> **Prompt**: In the review of Olds's poetry below, why does the reviewer wonder whether her drafts are "in mini-storage somewhere"?

> **Document extract**:
-------------------------

Olds writes lines of clean American prose, the kind poets chop up in order to call it poetry. Such lines have an artful plainness, like that of Shaker furniture, but also a spiritual dullness--she seems to suffer through the exposition to get to the good bits. Say she has the uncomfortable feeling that she's just met someone. Someone foreign. Or someone dead, then alive. No, not Jesus--she saw Jesus last night on the ceiling. No:
Whom had I found who had been lost to me? I could not think--and then, I remembered the round, plump, woven-silver mirror, which I had held, this bright morning, between my legs, I had seen, for the first time, myself, face to feral face.
Oh, of course, her own vagina. The grammar of her last sentence is shaky, but the set-up is as impeccable as the bad taste.
As performance artist, drama queen, heiress to the extremity of Plath and Sexton, Olds has long been anything but a poet. There really ought to be another name for what she is. At sixty, she has made this odd mixture of revulsion, false modesty, and self-aggrandizement her own. She understands that poetry is responsive to emotion; but, as she tears her hair and bares her breasts and shows you her vagina, you think, How pathetic, not What remarkable poems. She has made her private pathologies the gossip of the pavement; yet, as she has become more fluent and more practiced (the poet of Satan Says, her debut volume of almost a quarter-century ago, was fiercer but more brittle), her persona has grown glassy-eyed, begging for attention, pleading for sympathy. The poems are now ground out like sausages. Olds once said in an interview that she lays aside her first drafts until she can work them into finished poems, and that she was then fifteen years behind. You wonder if they're in mini-storage somewhere.
To every boy ever deprived of dinner, every girl who has had her mouth washed out with soap, her poems say, "There, there. One day you can turn all this into poetry." Few poets have examined their bodies more minutely (you feel she hides a speculum in her purse) or taken more childish satisfaction in announcing everything they find. No matter the subject (menopause, masturbation, abortion, teenage lesbianism), no matter how intimate the anatomy, it is discussed in the same reasonable, droning Surgeon General monotone. Olds has watched herself grow old, with mingled fascination and dread:
Yet when I look down, I can see, sometimes, things that if a young woman saw she would scream, as if at a horror movie, turned to a crone in an instant--if I lean far enough forward, I can see the fine birth skin of my stomach pucker and hang, in tiny peaks, like wet stucco.

-------------------------

> **Given data**:
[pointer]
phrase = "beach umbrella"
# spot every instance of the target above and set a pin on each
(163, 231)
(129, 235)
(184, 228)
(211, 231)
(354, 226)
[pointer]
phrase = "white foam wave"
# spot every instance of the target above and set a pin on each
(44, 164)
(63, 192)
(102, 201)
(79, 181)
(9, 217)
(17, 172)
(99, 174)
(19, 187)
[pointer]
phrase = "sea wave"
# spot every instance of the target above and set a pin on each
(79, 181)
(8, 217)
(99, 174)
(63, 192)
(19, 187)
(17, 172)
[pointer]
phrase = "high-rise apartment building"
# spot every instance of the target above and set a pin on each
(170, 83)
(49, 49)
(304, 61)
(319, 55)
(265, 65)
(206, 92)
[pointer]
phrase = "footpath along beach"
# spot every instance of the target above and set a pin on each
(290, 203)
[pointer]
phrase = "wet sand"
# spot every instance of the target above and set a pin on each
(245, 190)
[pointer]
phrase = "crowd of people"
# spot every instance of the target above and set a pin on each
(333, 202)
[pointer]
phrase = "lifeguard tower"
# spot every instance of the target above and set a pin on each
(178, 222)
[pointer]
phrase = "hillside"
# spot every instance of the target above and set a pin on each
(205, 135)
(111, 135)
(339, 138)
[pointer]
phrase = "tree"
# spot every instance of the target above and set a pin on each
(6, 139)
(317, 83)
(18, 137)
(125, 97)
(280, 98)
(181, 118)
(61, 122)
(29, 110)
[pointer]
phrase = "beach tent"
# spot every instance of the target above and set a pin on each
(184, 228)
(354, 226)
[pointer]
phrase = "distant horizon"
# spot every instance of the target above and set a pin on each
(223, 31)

-------------------------

> **The completed task**: Olds once said in an interview that she sets her first drafts aside until she can work them into finished poems, and that she was fifteen years behind at the time. The reviewer's remark mocks how large that backlog of unfinished drafts must be.